◆ Extrait de page:
··········

Sculptures megalithiques du parc archéologique de San Augustin © Ilyshev Dmitry - Shutterstock.com.jpg
Convento de San Pedro Claver à Carthagène © Oscar Espinosa - Shutterstock.Com.jpg
Casa Terracota à Villa de Leyva © OSTILL is Franck Camhi - Shutterstock.ocm.jpg

Splendeurs des origines

Les parcs archéologiques de San Agustin et Tierradentro sont tous deux classés au Patrimoine Mondial de l’Unesco. Le premier est le plus grand ensemble de monuments religieux et de sculptures mégalithiques d’Amérique du Sud… près de 600 au total ! Son organisation est étonnante : de vastes tumuli funéraires pouvant aller jusqu’à 30 m de diamètre  y sont reliés par un réseau de terrasses, sentiers et chaussées en terre. Ces monticules abritent des tombes à couloirs supportées par des colonnes et abritant des sarcophages en pierre. Mais la richesse la plus étonnante du site réside dans sa statuaire. Abstraits ou figuratifs, mythiques ou réalistes, ces géants de pierre ont été taillés dans la roche volcanique et jouent le rôle de protecteurs.

··········

◆ Liste des données:
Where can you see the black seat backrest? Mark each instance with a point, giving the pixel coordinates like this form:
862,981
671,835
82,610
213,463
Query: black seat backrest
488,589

··········

◆ Objectif de l'exercice: Reproduisez l'extrait en entier, sans rien y changer. Appuyez-vous uniquement sur l'extrait.

◆ Solution ci-dessous:
Sculptures megalithiques du parc archéologique de San Augustin © Ilyshev Dmitry - Shutterstock.com.jpg
Convento de San Pedro Claver à Carthagène © Oscar Espinosa - Shutterstock.Com.jpg
Casa Terracota à Villa de Leyva © OSTILL is Franck Camhi - Shutterstock.ocm.jpg

Splendeurs des origines

Les parcs archéologiques de San Agustin et Tierradentro sont tous deux classés au Patrimoine Mondial de l’Unesco. Le premier est le plus grand ensemble de monuments religieux et de sculptures mégalithiques d’Amérique du Sud… près de 600 au total ! Son organisation est étonnante : de vastes tumuli funéraires pouvant aller jusqu’à 30 m de diamètre  y sont reliés par un réseau de terrasses, sentiers et chaussées en terre. Ces monticules abritent des tombes à couloirs supportées par des colonnes et abritant des sarcophages en pierre. Mais la richesse la plus étonnante du site réside dans sa statuaire. Abstraits ou figuratifs, mythiques ou réalistes, ces géants de pierre ont été taillés dans la roche volcanique et jouent le rôle de protecteurs.